__Required tasks__:
1. In the Greif financial results excerpt, what were net sales in 2009?
2. From the Greif financial results excerpt, set down the part that begins at the words "In addition, some" and stops after the words "to Greif, Inc.".

__Supplied passage__:
•••
In addition, some of our subsidiaries are not wholly-owned by
us, which means we own a majority interest in those
subsidiaries, and other unrelated persons own the remaining
portion. Net income attributable to noncontrolling interests
reflect the portion of earnings or losses of operations of these
subsidiaries that are owned by persons otherwise unrelated to
us. Net income attributable to noncontrolling interests for the
year ended October 31, 2010 and 2009 were $5.5 million
and $3.2 million, respectively, and were deducted from net
income to arrive at net income attributable to Greif, Inc.
Net
Income
Based on the foregoing, net income increased $99.4 million
to $210.0 million in 2010 from $110.6 million in 2009.
Year 2009
Compared to Year 2008
Net
Sales
Net sales decreased 26.3 percent on a year over year basis
to $2,792.2 million in 2009 from $3,790.5 million in
2008. The $998.3 million decrease was due to lower sales
volumes, unfavorable foreign currency translation, and lower
selling prices. The constant-currency decrease was primarily due
to lower sales volumes resulting from the sharp decline in the
global economy.
Operating
Costs
Cost of products sold, as a percentage of net sales, increased
to 82.1 percent in 2009 from 81.4 percent in 2008
primarily as a result of higher raw material costs partially
offset by contributions from further execution of incremental
and accelerated Greif Business System initiatives and specific
contingency actions. Driving the increase further was
$10.8 million of restructuring-related inventory charges.
SG&A expenses were $267.6 million, or 9.6 percent
of net sales, in 2009 compared to $339.2 million, or
9.0 percent of net sales, in 2008. The dollar decrease in
our SG&A expense was primarily due to the reduction in
personnel on a period over period basis, tighter controls over
SG&A expenses, and accelerated Greif Business System and
specific contingency initiatives including the curtailment of
normal salary increases and certain employee related benefits
and reductions on both travel related programs and professional
fees. SG&A expense as a percentage of net sales increased
as a result of decreased net sales in 2009 as compared to 2008.
•••
[Entries from a point annotation set]
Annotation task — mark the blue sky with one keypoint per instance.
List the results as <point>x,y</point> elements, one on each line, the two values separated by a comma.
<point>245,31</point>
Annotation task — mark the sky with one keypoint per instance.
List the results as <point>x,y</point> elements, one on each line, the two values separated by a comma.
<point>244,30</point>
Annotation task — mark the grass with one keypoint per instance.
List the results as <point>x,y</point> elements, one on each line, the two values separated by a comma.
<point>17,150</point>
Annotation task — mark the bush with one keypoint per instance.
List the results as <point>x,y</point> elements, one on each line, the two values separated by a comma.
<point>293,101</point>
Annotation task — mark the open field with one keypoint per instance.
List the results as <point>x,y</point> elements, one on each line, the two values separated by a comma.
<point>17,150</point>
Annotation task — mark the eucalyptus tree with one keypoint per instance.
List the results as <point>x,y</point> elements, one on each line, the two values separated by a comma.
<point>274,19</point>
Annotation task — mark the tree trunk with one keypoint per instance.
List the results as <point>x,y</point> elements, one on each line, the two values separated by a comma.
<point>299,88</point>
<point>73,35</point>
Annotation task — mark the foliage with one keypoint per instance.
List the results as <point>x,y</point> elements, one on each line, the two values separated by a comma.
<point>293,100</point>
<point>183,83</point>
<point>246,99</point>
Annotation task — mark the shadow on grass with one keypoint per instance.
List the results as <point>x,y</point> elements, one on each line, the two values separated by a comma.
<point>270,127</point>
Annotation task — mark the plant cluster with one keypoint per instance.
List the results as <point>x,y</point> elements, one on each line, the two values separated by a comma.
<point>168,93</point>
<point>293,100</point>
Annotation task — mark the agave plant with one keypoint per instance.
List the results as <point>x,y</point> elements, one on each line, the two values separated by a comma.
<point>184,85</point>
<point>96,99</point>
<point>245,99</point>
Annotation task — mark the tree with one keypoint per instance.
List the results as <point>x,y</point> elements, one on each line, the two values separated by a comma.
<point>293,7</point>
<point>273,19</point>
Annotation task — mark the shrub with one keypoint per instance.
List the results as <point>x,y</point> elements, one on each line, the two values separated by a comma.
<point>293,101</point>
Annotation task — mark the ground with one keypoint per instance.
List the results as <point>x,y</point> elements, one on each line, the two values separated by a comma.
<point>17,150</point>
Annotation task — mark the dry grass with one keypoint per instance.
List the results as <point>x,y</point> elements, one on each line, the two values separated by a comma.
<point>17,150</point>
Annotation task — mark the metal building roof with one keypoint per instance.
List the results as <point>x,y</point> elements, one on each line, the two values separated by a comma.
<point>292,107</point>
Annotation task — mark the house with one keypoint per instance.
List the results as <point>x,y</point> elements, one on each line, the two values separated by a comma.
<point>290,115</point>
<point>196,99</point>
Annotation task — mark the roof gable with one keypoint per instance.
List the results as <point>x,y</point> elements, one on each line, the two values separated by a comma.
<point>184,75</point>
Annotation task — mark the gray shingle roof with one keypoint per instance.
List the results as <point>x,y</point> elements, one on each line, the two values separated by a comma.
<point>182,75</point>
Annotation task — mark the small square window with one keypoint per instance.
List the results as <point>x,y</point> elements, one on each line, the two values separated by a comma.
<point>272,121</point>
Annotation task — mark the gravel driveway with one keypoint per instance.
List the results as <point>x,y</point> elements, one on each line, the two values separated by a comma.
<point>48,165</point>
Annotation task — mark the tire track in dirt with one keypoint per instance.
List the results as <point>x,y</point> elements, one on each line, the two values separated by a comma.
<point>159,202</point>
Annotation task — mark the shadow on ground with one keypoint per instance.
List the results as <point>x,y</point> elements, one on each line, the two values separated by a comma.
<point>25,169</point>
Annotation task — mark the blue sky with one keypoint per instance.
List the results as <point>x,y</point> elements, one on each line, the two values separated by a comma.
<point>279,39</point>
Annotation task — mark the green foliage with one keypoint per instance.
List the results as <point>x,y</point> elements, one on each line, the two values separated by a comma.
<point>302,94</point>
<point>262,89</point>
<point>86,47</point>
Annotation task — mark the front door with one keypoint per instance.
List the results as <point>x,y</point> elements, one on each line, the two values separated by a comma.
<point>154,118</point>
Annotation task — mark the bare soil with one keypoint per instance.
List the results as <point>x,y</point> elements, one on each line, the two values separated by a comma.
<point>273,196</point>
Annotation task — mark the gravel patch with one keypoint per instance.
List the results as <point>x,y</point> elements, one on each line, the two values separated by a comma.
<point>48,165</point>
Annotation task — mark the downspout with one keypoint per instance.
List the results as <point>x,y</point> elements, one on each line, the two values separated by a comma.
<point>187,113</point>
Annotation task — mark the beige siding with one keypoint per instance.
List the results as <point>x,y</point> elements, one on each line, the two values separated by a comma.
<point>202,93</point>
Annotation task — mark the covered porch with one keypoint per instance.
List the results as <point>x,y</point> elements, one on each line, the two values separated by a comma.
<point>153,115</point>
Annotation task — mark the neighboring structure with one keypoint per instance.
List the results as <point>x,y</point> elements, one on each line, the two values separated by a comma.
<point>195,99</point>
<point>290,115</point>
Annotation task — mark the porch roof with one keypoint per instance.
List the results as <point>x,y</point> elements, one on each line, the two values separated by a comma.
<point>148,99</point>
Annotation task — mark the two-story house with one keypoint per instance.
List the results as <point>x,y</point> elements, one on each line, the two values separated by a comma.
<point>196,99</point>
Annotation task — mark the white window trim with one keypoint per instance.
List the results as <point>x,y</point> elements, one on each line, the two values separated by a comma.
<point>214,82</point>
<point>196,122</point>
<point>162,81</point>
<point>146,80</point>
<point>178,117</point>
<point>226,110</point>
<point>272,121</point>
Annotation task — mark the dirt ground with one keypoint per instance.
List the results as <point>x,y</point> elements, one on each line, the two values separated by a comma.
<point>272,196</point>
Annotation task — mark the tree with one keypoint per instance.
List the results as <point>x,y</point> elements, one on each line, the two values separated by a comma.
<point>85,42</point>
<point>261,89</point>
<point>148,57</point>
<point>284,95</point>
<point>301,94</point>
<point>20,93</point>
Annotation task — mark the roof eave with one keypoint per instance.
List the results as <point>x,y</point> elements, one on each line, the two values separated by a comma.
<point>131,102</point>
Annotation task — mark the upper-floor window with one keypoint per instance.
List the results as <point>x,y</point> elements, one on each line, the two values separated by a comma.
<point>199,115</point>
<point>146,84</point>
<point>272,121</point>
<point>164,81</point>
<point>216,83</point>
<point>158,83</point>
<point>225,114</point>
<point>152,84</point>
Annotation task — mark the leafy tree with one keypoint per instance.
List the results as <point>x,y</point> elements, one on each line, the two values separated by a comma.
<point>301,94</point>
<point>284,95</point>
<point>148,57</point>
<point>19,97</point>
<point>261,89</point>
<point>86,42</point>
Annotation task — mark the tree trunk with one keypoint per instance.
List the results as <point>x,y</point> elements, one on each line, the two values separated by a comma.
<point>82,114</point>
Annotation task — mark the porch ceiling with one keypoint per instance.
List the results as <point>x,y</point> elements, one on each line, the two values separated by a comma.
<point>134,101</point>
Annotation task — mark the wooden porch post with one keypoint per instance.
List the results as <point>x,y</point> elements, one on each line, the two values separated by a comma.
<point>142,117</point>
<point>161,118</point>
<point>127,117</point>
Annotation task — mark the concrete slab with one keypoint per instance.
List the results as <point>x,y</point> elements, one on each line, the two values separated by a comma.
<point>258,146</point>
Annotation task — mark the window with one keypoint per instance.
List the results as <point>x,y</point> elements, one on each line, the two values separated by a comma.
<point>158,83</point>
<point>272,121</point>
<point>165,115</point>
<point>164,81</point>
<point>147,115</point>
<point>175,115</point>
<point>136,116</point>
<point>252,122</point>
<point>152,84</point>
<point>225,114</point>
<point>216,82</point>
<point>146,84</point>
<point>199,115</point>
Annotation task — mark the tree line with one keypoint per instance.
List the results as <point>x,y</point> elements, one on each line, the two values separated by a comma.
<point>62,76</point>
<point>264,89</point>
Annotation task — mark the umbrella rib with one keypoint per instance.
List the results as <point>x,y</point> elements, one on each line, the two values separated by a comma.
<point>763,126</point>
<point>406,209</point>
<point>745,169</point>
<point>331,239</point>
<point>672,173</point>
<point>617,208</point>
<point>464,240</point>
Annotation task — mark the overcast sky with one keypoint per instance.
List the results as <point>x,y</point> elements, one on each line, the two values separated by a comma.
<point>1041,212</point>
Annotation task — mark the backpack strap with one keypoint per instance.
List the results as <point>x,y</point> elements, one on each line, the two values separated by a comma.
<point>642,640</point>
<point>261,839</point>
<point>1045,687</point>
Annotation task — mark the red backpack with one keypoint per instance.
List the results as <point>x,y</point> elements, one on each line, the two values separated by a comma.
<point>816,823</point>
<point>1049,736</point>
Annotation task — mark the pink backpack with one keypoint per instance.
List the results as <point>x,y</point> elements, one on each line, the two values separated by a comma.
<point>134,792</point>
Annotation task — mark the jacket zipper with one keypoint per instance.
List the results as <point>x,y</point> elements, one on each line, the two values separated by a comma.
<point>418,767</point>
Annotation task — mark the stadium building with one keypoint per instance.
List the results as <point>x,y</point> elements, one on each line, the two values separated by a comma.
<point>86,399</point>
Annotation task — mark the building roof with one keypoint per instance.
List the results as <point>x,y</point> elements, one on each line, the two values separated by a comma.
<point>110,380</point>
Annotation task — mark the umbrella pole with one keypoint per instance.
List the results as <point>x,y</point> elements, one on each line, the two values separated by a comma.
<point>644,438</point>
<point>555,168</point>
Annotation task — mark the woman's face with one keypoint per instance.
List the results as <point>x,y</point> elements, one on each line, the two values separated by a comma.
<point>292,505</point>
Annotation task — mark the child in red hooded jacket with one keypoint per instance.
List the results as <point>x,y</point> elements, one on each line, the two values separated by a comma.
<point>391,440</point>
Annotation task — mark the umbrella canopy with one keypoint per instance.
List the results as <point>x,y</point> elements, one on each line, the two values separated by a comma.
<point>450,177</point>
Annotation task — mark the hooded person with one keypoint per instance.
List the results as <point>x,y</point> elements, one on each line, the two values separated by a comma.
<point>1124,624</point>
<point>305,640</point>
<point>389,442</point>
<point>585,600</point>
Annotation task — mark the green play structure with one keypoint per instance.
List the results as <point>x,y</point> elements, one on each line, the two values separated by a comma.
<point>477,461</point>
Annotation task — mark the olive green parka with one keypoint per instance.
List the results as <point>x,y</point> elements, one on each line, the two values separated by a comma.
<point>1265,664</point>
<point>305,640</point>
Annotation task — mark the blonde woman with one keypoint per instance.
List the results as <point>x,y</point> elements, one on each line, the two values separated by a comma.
•••
__Answers per task__:
1. $2,792.2 million

2.
In addition, some of our subsidiaries are not wholly-owned by
us, which means we own a majority interest in those
subsidiaries, and other unrelated persons own the remaining
portion. Net income attributable to noncontrolling interests
reflect the portion of earnings or losses of operations of these
subsidiaries that are owned by persons otherwise unrelated to
us. Net income attributable to noncontrolling interests for the
year ended October 31, 2010 and 2009 were $5.5 million
and $3.2 million, respectively, and were deducted from net
income to arrive at net income attributable to Greif, Inc.